--- begin Entries ---

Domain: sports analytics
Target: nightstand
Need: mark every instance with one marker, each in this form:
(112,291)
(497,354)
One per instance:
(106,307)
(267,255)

--- end Entries ---

To be done ▸
Please output the data above again, line for line, with nothing changed.

Response ▸
Domain: sports analytics
Target: nightstand
Need: mark every instance with one marker, each in this form:
(112,291)
(497,354)
One per instance:
(106,307)
(267,255)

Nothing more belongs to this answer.